> **Supplied passage**:
-=-=-=-=-

JPC SYSTEMIC PATHOLOGY
REPRODUCTIVE SYSTEM
JANUARY 2022
R-B01
Signalment (JPC #1946318): An aborted Angus bull calf.
HISTORY: The fetus aborted at approximately 6 months of gestation. This was the second first-time heifer to have aborted on this previously non-grazed ranch. The liver was markedly enlarged with rounded margins and had a cobblestone appearance with multiple pinpoint, white foci scattered throughout; the spleen, thymus, and lymph nodes were markedly enlarged.
HISTOPATHOLOGIC DESCRIPTION: Thymus: The thymic medulla is diffusely expanded by high numbers of epithelioid macrophages admixed with fewer lymphocytes, plasma cells, and rare eosinophils. Macrophages have abundant amphophilic, granular cytoplasm, and often contain phagocytosed cellular debris or occasionally contain erythrocytes (erythrophagocytosis) or hemosiderin. The thymic cortex demonstrates marked lymphoid depletion characterized by marked thinning and pallor, frequent karyorrhectic lymphocytes, and high numbers of tingible body macrophages. There is multifocal mild hemorrhage of the cortex and medulla, and the interlobular connective tissue contains scant hemorrhage, fibrin, edema, and low numbers of previously mentioned inflammatory cells.
Heart with valve: The mural endocardium is mildly expanded by moderate numbers of infiltrating macrophages and few lymphocytes and plasma cells. Similar moderate numbers of inflammatory infiltrates are scattered throughout the myocardium, primarily in perivascular areas, as well as within the epicardium and pericardial adipose tissue.
MORPHOLOGIC DIAGNOSES:
1. Thymus: Thymitis, granulomatous, diffuse, marked, with marked lymphoid depletion.
2. Heart: Pancarditis, granulomatous, diffuse, mild.
ETIOLOGIC DIAGNOSIS: Deltaproteobacterial thymitis and pancarditis
ETIOLOGY: Pajaroellobacter abortibovis (a deltaproteobacterium)

-=-=-=-=-

> **Entries shown**:
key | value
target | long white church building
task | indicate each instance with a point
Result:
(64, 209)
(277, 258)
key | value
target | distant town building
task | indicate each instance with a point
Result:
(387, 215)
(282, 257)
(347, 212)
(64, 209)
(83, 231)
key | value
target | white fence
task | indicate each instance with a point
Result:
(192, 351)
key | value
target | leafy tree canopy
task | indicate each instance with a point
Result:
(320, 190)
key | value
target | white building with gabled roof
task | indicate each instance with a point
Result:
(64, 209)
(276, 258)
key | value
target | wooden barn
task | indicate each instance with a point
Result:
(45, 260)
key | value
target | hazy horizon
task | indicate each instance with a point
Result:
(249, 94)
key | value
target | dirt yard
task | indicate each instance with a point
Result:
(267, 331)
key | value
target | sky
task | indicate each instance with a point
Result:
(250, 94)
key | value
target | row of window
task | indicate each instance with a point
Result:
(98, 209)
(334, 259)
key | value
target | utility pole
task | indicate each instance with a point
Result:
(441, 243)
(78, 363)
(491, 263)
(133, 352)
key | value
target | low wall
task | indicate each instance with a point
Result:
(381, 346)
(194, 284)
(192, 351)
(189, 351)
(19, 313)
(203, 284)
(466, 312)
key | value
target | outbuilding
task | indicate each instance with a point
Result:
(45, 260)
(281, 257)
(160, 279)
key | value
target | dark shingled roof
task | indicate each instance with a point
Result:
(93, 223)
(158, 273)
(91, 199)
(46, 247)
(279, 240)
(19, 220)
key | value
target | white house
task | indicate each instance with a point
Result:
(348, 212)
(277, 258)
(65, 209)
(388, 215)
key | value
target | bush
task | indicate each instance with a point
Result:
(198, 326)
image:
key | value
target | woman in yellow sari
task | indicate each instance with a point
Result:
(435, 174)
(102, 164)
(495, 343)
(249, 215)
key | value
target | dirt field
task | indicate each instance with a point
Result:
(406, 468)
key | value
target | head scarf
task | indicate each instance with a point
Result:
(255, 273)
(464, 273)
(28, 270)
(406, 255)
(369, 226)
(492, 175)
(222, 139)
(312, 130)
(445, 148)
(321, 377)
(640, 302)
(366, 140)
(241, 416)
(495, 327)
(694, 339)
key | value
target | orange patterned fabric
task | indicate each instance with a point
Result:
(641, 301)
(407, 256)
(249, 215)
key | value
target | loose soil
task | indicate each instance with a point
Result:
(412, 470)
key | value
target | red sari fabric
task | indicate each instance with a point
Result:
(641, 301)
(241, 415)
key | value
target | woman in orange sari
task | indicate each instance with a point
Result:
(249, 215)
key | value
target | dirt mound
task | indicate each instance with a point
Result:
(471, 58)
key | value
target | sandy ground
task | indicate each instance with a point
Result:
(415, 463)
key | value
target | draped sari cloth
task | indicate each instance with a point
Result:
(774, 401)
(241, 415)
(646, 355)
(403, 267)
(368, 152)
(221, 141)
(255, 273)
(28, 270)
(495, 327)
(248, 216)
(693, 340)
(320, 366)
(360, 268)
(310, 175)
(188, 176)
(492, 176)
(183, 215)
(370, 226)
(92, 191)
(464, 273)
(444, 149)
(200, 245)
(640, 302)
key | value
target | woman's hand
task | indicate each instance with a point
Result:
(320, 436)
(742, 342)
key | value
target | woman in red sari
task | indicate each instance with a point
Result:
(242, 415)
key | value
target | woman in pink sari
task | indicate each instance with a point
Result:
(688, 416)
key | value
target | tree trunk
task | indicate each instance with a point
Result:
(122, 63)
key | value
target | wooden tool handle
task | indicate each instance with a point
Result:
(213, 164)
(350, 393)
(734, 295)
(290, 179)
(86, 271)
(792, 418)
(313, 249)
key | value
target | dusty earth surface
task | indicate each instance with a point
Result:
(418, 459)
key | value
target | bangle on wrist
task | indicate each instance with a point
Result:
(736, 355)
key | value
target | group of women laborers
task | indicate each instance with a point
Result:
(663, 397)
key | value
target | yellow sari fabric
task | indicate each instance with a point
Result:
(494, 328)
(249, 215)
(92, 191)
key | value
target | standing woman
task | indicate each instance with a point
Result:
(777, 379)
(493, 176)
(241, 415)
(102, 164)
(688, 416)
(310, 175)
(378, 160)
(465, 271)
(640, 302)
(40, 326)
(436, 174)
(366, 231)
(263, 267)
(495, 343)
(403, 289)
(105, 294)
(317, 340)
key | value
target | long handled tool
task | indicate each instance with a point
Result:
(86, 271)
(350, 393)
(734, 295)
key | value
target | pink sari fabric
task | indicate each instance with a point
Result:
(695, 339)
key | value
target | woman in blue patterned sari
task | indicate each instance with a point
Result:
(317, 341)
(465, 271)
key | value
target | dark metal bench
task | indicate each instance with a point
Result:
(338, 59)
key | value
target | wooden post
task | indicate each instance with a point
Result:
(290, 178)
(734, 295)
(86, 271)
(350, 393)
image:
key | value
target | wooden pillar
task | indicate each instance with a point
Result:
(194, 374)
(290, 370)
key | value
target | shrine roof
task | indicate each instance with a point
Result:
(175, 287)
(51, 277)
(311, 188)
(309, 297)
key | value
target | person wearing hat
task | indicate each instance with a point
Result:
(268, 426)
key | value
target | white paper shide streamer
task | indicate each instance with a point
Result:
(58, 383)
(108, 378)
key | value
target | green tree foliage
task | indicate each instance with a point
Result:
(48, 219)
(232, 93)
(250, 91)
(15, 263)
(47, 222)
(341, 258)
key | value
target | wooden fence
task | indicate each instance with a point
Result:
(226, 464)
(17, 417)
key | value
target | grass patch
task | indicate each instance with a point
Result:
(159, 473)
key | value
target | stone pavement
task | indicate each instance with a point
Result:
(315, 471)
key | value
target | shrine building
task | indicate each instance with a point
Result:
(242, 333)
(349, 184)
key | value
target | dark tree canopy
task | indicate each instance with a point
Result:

-=-=-=-=-

> **Required action 1**: Can you return, word for word, the portion of the bovine abortion case report starting at "Heart with valve: The" and ending at "granulomatous, diffuse, mild."?
> **Required action 2**: Could you resume the bovine abortion case report after its final line?

> **Response 1**:
Heart with valve: The mural endocardium is mildly expanded by moderate numbers of infiltrating macrophages and few lymphocytes and plasma cells. Similar moderate numbers of inflammatory infiltrates are scattered throughout the myocardium, primarily in perivascular areas, as well as within the epicardium and pericardial adipose tissue.
MORPHOLOGIC DIAGNOSES:
1. Thymus: Thymitis, granulomatous, diffuse, marked, with marked lymphoid depletion.
2. Heart: Pancarditis, granulomatous, diffuse, mild.

> **Response 2**:
CONDITION: Epizootic bovine abortion (EBA), Foothills abortion
GENERAL DISCUSSION:
- Epizootic bovine abortion, or foothill abortion, is an endemic, tick-borne infection of range cattle in the western US (especially California) and Mexico that causes late term abortion, chronic fetal disease, and weak calves
- “EBA” is a poor name, as the disease is endemic and provincial, and originally the common name for bovine brucellosis
- Disease distribution is limited to the range of the argasid tick vector, Ornithodoros coriaceus, an ectoparasite of deer and cattle
PATHOGENESIS:
- The etiologic agent is a novel deltaproteobacterium with unique 16S deltaproteobacterial rDNA gene sequence detected in a high proportion of affected calf thymus tissue and a high percentage of adult Ornithodoros coriaceus salivary gland and other tissues
- The deltaproteobacterium has recently been named Pajaroellobacter abortibovis (this is not yet published in ACVP required reading sources)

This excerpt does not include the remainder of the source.